Text:
In the business world, “You’ve Got Mail” has turned into a curse. Fact is, the average business user spends an average of over two hours a day just dealing with email! If you have an urgent issue requiring an immediate response, how do you get your colleague, the average business user, to pay attention and take action?

Here's a typical scenario:
You are sending an urgent e-mail to a colleague, Notina Hurry. Only Notina knows the location of a budget file you need desperately. You called her, but her phone is tied up. How do you get your important e-mail read, and then responded to as quickly as possible?

1. Write a headline in the subject area that will grab your colleague's attention.
You need to get the recipient to notice and WANT to open your e-mail. According to the experts, you have to make it specific enough to be intriguing but vague enough to provoke curiosity. And, it's a real advantage if you know the recipient.

For example, Notina is a good-hearted person but is always getting blamed for screw-ups. So, you decide you will headline a plea for help in the Subject area.

You decide against "Where did you put the @*!!%& file?" and opt for "Help! Help! Last week' s budget file is so lost!" as your headline in the Subject area of the e-mail.

2. Next, write a specific, easy-to-read message.
Short sentences are best. Tell the reader what's in it for them. Remember that everyone is tuned into the radio station WIIFM (What’s In It For Me).

Here's an example:

Hi Notina:

I hope your day is turning out better than mine -- I can't find last week's budget file.

I looked in the e/budgets/weekly folder, but it's not there.

Please let me know the entire path to the budget file dated 8-05-02.

You know I'll owe you a coffee tomorrow when I see you in the cafe.

Thanks very much,

Ima Desperate

3. Leave your name, e-mail address, and phone number(s) at the end of the e-mail.

[Saved data entries]
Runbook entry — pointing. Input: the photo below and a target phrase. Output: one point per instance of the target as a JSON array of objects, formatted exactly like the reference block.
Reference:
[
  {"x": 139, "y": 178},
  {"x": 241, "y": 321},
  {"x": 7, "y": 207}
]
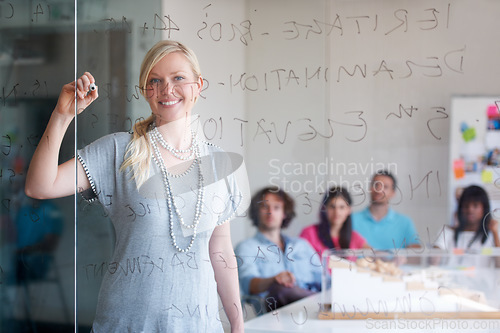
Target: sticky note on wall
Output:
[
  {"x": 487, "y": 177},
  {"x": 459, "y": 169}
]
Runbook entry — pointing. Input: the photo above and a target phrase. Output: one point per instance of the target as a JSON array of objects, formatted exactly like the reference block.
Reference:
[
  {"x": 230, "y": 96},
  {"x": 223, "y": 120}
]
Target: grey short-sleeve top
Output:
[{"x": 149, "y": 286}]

--

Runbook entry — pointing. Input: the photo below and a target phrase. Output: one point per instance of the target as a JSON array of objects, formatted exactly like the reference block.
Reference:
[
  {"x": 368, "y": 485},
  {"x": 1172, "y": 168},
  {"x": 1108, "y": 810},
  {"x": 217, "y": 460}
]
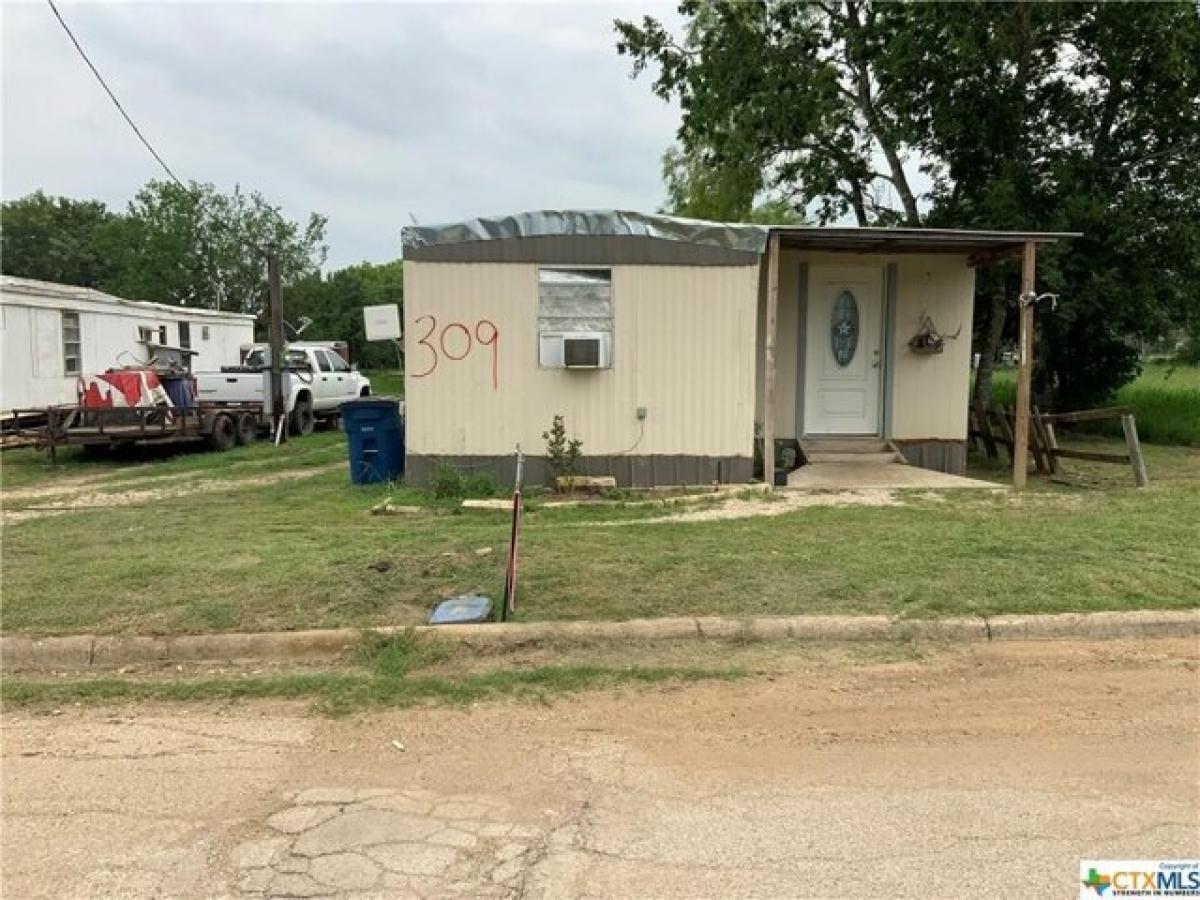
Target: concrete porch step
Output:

Task requirements: Using the text on urgent email, explain in one to three sentences why the sender puts a plea for help in the subject line to Notina.

Problem solution: Notina is a good-hearted person who is always getting blamed for screw-ups, so a plea for help suits her. The subject line has to make the recipient notice the e-mail and want to open it, and knowing the recipient is a real advantage in writing it.